Dr. Teitelbaum has a very broad and in-depth experience performing Asian breast augmentation in Los Angeles, on patients from a number of Asian countries. It is for this reason that he was invited to lecture on scars to an all Asian plastic surgeon audience at the Asian Breast Aesthetic Symposium, which took place in Malaysia. Indeed, Los Angeles is a melting pot of cultures and this has given Dr. Teitelbaum experience in a very wide range of Asian patients, perhaps more than even a doctor in a particular Asian country who would only see patients of that nation’s ethnicity.
While African-American patients have the biggest reputation for poor scarring, Asian patients may be at even greater risk. Fortunately, the chances of a bad scar are still small.
Dr. Teitelbaum takes particular steps during Asian breast augmentation to try to reduce the chances of a poor quality scar. The incision is made and closed with the greatest care and the incision is hidden under the crease of the breast so that even a bad scar would be concealed.
During his discussions with Asian plastic surgeons, he has learned that the nipple incision is really not used in Asia because the scar has a tendency to darken, leaving patients with an enlarged and irregular areola, with what can seem like a “smiley face” along the bottom of the areola from the scar.
Some breast augmentation surgeons suggest the underneath the breast scar and others the armpit scar. But in warmer climates where women will wear clothing with exposed arms, the underneath incision is preferred. And in the last year articles have been published which show the armpit incision to have a higher rate of capsular contracture and improperly positioned implants, so that reason alone is making the underneath incision the prudent choice for women everywhere.

* * * * * * *

### Questions
1 > Name every type of breast augmentation incision mentioned in the passage on Asian breast augmentation.
2 > Copy the passage on Asian breast augmentation word for word from "During his discussions" to "from the scar.".
3 > Condense the paragraph of the passage on Asian breast augmentation that begins "Some breast augmentation surgeons suggest" into a short bulleted list that keeps its main facts.
The listing that comes next has no connection to the passage on Asian breast augmentation.

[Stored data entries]
* * * * * * *

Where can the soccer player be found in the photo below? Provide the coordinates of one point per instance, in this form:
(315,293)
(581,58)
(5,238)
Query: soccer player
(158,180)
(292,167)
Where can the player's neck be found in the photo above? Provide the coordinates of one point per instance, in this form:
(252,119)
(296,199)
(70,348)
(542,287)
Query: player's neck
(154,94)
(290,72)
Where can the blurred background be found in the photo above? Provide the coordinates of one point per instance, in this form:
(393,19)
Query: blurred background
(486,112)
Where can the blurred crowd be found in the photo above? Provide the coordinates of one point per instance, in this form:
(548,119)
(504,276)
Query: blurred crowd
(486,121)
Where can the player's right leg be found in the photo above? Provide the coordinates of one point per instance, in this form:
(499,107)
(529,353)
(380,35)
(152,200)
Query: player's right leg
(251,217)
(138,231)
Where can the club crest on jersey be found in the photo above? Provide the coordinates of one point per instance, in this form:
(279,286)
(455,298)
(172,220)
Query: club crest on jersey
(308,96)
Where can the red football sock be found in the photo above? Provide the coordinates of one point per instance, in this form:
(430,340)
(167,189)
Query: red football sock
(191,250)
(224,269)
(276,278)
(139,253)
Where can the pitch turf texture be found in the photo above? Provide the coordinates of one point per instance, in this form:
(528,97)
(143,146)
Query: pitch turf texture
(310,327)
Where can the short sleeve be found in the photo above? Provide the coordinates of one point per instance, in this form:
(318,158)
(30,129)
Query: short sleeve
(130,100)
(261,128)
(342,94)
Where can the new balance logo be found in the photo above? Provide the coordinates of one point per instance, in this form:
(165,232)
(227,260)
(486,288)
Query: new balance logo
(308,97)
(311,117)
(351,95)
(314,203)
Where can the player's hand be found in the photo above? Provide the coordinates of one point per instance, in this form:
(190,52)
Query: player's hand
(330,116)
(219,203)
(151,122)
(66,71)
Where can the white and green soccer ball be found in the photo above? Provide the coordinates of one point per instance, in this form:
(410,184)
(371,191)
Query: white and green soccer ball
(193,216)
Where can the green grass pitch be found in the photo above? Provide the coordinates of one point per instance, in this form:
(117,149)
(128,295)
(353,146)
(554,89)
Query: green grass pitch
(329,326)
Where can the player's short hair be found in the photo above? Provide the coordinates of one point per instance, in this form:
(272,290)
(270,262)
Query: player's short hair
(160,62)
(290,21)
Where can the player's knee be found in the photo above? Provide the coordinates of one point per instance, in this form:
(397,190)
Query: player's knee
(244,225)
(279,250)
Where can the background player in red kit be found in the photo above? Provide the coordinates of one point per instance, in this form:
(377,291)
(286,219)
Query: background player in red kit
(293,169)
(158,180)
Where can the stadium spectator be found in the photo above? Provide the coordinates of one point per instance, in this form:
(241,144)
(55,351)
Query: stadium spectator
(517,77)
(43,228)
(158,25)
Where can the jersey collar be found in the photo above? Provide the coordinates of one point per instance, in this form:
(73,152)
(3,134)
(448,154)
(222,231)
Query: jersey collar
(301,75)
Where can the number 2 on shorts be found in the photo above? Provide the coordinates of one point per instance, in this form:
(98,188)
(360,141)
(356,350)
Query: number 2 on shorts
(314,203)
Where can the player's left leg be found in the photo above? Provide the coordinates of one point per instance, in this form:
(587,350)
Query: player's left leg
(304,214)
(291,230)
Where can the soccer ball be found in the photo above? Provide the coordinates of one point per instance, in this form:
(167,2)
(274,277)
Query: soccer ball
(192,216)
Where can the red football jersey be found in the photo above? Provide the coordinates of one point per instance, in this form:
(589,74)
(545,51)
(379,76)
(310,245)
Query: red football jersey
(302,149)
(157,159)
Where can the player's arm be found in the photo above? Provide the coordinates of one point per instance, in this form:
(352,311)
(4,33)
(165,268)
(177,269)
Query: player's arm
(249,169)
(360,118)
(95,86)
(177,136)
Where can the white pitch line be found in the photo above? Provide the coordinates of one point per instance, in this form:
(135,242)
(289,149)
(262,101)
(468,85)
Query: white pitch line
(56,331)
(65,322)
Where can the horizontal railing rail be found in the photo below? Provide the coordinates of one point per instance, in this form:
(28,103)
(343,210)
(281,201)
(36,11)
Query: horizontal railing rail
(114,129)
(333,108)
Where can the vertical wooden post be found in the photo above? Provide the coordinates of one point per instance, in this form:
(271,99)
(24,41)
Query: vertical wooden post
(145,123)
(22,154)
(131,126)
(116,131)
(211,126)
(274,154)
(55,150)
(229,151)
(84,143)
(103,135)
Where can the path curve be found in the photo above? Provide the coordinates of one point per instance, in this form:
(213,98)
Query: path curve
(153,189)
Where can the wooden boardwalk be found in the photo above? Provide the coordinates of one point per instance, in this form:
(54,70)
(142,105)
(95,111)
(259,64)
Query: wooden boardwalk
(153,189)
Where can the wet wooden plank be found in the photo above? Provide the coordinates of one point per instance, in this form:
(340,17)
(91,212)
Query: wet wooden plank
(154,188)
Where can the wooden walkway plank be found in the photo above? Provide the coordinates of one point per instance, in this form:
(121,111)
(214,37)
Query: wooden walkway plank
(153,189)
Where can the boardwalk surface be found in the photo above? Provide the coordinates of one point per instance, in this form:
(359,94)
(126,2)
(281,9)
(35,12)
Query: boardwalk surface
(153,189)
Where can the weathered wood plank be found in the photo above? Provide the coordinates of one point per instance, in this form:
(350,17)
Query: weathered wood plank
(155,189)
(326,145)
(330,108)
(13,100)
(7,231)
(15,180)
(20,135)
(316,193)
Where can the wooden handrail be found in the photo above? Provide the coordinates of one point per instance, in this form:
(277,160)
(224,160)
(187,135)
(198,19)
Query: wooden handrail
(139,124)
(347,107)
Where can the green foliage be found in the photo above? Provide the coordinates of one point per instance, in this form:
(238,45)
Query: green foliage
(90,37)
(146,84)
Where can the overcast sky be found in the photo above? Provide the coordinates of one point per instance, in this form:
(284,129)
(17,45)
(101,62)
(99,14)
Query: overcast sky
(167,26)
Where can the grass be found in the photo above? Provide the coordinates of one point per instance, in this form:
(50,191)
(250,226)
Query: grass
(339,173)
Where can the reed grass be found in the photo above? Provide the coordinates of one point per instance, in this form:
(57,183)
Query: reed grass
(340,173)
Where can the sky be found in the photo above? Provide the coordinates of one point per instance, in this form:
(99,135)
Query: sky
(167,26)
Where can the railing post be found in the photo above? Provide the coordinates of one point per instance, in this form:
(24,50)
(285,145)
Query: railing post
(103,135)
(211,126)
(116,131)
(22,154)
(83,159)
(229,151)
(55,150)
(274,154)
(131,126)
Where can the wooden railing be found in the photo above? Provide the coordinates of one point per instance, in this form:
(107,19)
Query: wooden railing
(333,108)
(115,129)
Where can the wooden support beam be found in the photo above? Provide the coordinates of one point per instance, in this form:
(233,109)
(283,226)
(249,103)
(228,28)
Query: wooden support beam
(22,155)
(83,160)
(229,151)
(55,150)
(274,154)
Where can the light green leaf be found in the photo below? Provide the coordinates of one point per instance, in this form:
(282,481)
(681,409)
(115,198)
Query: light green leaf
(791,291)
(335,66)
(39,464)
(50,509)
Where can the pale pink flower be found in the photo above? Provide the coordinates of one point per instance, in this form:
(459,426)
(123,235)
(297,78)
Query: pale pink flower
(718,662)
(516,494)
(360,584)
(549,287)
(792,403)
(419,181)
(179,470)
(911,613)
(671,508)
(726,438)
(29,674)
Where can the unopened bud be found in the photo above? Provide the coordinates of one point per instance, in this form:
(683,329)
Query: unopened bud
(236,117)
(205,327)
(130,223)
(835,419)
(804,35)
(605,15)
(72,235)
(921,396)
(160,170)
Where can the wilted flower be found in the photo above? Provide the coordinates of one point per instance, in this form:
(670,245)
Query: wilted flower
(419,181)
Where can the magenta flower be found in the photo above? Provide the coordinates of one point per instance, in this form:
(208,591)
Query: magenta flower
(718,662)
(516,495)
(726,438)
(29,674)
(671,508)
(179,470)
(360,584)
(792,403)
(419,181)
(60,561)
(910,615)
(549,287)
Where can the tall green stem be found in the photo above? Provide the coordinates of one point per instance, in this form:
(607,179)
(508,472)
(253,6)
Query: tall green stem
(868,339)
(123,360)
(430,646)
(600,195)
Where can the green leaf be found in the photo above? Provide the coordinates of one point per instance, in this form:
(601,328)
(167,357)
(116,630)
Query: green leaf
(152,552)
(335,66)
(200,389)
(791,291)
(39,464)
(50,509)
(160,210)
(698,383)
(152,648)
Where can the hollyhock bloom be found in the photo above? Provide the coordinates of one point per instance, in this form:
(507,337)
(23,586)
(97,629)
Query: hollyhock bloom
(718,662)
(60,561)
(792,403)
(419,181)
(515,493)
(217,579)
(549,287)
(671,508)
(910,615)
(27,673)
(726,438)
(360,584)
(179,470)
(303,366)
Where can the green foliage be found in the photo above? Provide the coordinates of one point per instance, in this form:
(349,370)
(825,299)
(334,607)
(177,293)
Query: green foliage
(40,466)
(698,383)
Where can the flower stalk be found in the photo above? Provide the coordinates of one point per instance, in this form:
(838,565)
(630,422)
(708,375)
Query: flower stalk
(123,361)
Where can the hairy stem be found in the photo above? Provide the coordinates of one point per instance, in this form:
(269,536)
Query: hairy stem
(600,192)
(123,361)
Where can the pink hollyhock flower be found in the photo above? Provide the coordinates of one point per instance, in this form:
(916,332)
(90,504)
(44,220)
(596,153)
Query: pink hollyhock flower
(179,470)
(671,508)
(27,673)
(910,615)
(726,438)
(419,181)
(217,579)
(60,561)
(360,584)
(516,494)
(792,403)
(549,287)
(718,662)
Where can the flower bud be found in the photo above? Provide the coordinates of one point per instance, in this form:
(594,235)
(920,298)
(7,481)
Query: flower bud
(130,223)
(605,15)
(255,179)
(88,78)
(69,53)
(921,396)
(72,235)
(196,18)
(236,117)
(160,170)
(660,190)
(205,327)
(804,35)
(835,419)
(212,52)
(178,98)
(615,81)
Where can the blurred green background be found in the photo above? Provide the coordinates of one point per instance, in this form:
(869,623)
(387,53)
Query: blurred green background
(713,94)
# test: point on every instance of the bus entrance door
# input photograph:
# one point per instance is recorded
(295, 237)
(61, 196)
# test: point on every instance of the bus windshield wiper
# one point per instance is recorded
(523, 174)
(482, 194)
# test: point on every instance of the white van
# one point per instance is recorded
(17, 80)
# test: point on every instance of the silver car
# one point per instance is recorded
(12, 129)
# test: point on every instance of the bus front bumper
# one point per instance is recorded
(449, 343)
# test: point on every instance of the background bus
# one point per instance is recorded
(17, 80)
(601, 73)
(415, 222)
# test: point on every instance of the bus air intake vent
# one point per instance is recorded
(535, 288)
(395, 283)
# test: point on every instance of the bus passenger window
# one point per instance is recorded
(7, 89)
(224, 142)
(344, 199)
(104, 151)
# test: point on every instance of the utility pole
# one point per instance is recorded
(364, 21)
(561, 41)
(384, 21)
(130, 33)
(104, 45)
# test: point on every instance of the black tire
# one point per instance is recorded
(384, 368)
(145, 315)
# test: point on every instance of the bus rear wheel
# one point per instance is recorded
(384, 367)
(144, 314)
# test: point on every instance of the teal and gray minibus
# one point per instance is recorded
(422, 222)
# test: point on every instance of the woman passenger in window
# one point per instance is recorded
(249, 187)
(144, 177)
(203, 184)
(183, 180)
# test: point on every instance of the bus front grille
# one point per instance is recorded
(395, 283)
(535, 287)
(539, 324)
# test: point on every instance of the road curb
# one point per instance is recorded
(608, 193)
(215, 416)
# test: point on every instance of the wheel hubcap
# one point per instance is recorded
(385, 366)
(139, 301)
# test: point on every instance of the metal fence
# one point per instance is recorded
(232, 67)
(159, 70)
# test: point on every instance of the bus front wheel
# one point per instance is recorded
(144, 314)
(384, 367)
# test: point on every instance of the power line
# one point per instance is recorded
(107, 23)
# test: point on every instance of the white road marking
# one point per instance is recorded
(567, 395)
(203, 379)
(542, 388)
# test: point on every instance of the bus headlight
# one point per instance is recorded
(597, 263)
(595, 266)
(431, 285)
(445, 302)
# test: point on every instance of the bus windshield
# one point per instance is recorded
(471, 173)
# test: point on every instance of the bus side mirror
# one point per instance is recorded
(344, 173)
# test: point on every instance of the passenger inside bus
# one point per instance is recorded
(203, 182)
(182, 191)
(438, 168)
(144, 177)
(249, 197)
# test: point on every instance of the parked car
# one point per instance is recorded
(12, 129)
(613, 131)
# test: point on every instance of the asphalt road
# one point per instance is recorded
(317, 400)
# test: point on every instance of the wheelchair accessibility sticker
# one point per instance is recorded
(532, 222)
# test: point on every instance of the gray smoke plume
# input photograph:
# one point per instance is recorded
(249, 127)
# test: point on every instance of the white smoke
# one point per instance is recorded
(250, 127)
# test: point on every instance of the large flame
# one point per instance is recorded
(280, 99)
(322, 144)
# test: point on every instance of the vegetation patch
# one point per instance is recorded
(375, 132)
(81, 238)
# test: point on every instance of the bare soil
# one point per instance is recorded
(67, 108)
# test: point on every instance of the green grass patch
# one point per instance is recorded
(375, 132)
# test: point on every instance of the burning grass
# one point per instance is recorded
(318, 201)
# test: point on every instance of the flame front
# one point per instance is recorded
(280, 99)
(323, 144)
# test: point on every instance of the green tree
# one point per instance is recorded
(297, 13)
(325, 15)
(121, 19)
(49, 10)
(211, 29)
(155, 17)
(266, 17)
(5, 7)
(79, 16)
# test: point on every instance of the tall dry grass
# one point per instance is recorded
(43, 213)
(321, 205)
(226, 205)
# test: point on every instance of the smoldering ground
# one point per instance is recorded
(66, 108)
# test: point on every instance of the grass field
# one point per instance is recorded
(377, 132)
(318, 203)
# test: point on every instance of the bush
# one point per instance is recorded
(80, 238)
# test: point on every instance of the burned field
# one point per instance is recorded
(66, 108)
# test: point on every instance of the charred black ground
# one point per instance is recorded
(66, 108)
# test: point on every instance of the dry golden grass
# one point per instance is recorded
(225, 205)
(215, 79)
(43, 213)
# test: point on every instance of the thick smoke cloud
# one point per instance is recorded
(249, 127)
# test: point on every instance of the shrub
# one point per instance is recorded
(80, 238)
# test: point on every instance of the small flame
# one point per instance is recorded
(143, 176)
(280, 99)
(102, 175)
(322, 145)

* * * * * * *

### Answers by item
1 >
- The incision under the crease of the breast (the underneath incision)
- The nipple incision
- The armpit incision

2 >
During his discussions with Asian plastic surgeons, he has learned that the nipple incision is really not used in Asia because the scar has a tendency to darken, leaving patients with an enlarged and irregular areola, with what can seem like a “smiley face” along the bottom of the areola from the scar.

3 >
- Some surgeons suggest the scar underneath the breast, while others suggest the armpit scar.
- In warmer climates, where women wear clothing that exposes their arms, the underneath incision is preferred.
- Articles published in the last year show that the armpit incision has a higher rate of capsular contracture and improperly positioned implants.
- That reason alone makes the underneath incision the prudent choice for women everywhere.